» PROMPT 1
What luminous efficiency does the OLED abstract report for PhOLEDs with a solution-deposited BPhen electron-transport layer?

» TEXT PASSAGE
High-performance multilayered phosphorescent OLEDs by solution-processed commercial electron-transport materials

Abstract

Highly efficient multilayered polymer-based phosphorescent organic light-emitting diodes (PhOLEDs) are realized by orthogonal sequential solution-processing of commercial small-molecule electron-transport materials (ETMs), including 1,3,5-tri(3-pyrid-3-yl-phenyl)benzene (TmPyPB), 4,7-diphenyl-1,10-phenanthroline (BPhen) and 2,9-dimethyl-4,7-diphenyl-1,10-phenanthroline (BCP). The performance of PhOLEDs with solution-deposited ETMs is found to be far superior compared to devices with vacuum-deposited ETMs. PhOLEDs with a solution-deposited BPhen electron-transport layer gave a luminous efficiency of 53.8 cd A⁻¹ with an external quantum efficiency of 16.1%. The solution-processed electron-transport layer exhibits a unique rough surface morphology which facilitates charge-injection and transport from the cathode metal. The nanostructured surface morphology and charge carrier mobility of the solution-processed electron-transport layers could be tuned and controlled by the solution concentration. The orthogonal solution-processing demonstrated here is a promising strategy for applications in various solution-processed multilayered organic electronic devices.

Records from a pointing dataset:
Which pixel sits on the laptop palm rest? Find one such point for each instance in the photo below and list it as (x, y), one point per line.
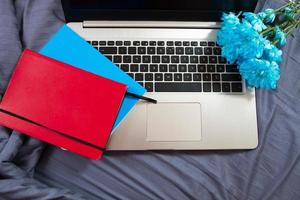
(173, 122)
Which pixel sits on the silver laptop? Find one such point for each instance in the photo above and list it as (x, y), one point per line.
(169, 47)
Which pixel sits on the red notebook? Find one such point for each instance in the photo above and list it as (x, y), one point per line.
(60, 104)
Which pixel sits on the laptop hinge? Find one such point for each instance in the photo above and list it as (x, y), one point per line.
(149, 24)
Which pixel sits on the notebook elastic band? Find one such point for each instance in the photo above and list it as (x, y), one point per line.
(57, 132)
(141, 97)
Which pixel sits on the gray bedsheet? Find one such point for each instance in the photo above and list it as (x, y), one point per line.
(272, 171)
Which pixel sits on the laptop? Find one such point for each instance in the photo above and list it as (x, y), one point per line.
(169, 47)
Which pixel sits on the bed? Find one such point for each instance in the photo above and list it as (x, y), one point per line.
(29, 169)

» PROMPT 2
Could you convert part of the records into a JSON list of strings, one string per line and with blank lines left out? Begin at the line that has "Which pixel sits on the bed?" and stop at the end of the records.

» WRITTEN ANSWER 1
53.8 cd A⁻¹

» WRITTEN ANSWER 2
[
  "Which pixel sits on the bed? Find one such point for each instance in the photo above and list it as (x, y), one point per line.",
  "(29, 169)"
]